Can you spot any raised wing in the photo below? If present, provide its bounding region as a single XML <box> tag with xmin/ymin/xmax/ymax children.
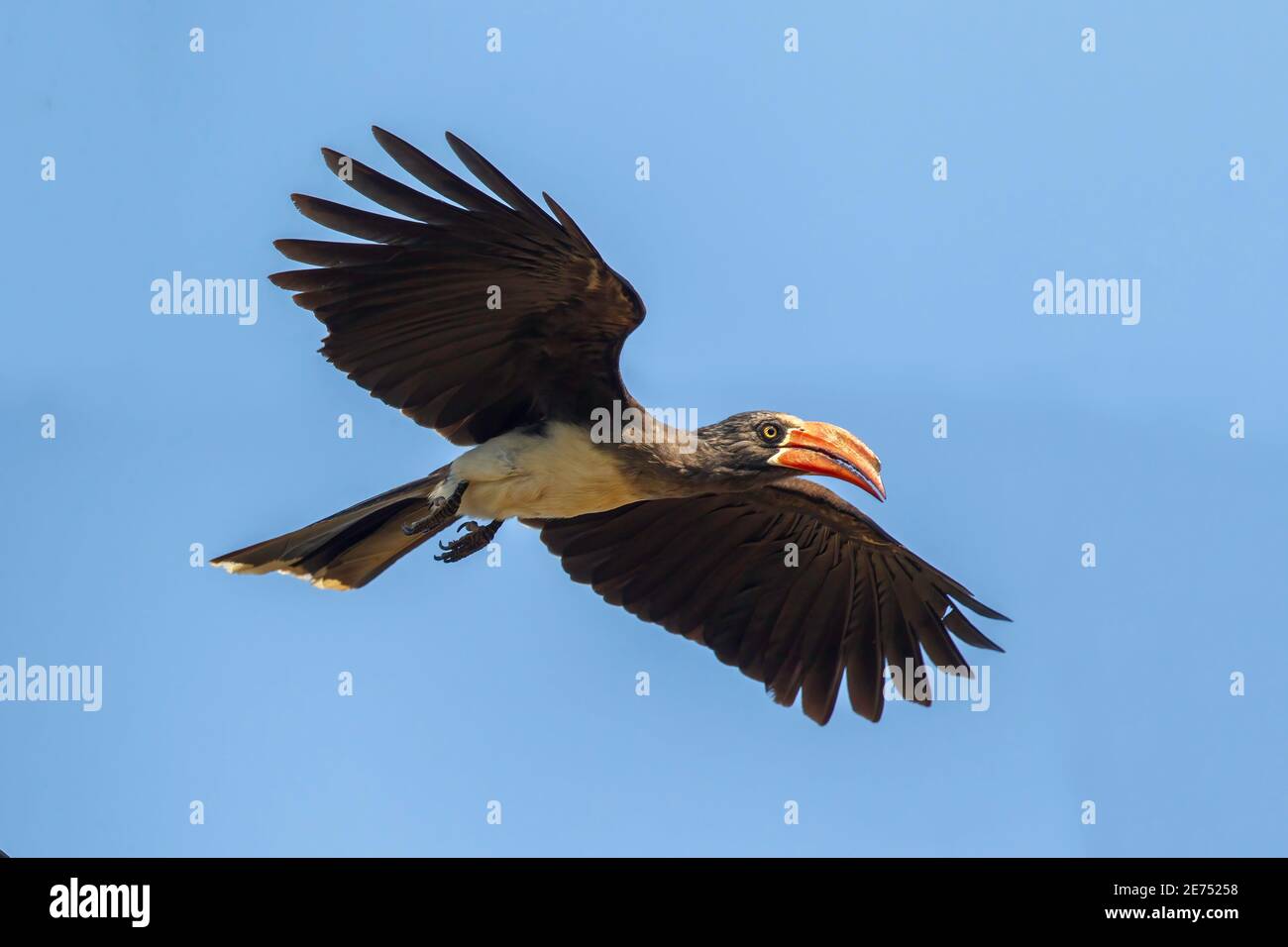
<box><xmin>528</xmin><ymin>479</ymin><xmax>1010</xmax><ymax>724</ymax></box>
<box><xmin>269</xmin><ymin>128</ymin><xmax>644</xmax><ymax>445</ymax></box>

◆ ◆ ◆ ◆ ◆

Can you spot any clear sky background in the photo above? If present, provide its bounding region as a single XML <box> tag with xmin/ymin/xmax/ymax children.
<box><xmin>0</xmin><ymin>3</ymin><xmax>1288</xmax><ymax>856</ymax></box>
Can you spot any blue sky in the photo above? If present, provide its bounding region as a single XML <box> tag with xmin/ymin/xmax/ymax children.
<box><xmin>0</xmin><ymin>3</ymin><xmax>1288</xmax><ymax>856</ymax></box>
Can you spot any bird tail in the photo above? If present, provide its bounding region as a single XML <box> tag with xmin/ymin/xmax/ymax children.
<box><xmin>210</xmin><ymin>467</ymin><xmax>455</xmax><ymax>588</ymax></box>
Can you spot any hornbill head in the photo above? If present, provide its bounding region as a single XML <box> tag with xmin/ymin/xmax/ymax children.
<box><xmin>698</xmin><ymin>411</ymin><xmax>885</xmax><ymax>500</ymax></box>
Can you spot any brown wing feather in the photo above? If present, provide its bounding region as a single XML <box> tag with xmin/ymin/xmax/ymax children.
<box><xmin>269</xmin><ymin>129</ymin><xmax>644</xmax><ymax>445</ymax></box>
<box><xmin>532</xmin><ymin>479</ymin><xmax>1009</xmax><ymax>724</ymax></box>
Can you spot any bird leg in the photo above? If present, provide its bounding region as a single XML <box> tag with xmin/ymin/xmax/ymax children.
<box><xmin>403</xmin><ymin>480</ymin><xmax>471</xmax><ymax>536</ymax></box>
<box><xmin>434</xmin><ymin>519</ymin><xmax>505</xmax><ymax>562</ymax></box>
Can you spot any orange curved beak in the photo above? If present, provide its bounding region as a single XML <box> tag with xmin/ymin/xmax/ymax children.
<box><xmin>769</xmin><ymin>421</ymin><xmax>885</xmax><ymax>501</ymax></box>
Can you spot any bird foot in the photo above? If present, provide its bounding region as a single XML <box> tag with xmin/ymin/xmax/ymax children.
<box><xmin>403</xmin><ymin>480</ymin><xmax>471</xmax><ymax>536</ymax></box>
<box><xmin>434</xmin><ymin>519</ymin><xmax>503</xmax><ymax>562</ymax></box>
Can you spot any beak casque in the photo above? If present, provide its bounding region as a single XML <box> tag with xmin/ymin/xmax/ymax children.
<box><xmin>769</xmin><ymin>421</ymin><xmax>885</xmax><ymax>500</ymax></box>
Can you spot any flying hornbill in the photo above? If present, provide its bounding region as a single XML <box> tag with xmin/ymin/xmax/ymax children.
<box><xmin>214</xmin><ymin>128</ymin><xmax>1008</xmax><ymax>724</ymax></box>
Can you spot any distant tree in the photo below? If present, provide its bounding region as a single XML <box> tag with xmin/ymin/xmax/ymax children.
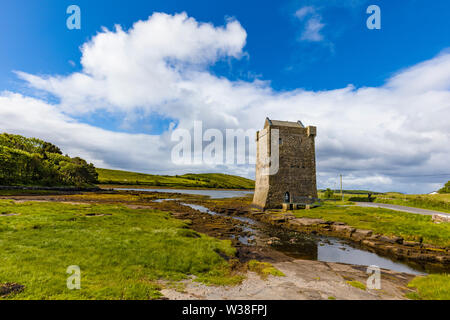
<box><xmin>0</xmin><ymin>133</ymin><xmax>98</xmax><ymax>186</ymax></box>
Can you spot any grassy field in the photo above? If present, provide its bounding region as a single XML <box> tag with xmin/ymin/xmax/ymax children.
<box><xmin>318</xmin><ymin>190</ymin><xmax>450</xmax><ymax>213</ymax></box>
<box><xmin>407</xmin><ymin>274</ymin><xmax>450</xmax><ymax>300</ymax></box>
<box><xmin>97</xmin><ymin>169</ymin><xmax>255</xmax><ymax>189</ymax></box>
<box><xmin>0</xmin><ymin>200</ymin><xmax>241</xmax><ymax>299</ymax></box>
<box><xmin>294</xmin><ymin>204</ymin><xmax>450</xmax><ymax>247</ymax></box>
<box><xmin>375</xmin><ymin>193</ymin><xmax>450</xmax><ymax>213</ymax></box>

◆ ◆ ◆ ◆ ◆

TASK DETAILS.
How many lines in the entries above contain the word "below", counting only matches with the same case? Reply with the number alone.

SOLUTION TO THIS EXERCISE.
2